- Saved data entries
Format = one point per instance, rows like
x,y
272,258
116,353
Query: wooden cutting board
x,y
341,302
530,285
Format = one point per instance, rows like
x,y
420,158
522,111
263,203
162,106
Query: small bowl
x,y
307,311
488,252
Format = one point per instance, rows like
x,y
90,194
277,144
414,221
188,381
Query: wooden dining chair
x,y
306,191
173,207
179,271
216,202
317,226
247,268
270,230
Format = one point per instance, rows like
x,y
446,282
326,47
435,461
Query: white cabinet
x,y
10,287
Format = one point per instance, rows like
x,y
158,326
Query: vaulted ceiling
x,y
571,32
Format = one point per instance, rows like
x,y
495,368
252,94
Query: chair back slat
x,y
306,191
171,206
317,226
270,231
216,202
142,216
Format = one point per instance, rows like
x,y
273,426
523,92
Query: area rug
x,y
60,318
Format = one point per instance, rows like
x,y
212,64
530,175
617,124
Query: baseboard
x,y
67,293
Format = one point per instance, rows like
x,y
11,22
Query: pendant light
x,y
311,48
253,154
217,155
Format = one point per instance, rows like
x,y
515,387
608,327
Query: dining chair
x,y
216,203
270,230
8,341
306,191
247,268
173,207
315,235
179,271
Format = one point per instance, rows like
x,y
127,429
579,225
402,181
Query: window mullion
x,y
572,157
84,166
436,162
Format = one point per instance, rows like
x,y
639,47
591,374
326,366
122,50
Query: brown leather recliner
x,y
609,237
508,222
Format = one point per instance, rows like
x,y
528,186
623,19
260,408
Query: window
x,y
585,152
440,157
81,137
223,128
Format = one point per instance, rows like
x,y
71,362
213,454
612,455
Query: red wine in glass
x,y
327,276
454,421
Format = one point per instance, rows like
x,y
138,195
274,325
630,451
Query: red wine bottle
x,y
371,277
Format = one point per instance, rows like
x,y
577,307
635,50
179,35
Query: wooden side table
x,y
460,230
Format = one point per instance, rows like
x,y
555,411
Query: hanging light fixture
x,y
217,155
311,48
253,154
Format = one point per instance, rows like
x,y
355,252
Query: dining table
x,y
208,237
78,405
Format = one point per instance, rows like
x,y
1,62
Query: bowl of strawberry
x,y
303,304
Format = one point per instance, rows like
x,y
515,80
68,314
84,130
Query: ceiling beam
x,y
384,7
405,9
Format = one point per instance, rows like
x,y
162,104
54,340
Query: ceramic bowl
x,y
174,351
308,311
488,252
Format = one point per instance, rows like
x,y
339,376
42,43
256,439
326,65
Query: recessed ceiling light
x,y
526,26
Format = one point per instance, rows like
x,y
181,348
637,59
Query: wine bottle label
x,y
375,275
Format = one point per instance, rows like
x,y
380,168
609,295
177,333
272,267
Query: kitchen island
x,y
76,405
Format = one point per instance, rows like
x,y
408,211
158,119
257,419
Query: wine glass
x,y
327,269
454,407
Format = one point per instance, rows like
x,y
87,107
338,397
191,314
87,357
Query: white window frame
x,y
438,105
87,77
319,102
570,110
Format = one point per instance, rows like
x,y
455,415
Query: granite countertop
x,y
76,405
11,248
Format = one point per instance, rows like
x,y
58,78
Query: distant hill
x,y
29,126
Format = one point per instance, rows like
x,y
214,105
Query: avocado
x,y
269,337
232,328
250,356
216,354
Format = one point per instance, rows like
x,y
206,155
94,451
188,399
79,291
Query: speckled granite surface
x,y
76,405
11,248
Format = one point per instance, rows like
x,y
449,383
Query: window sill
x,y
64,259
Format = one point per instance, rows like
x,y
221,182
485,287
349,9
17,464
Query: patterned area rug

- REQUEST
Pick out each line in the items above that contains the string "light", and copy those lines. Letter case counts.

- ANSWER
Query: pendant light
Query: hanging light fixture
Query: recessed ceiling light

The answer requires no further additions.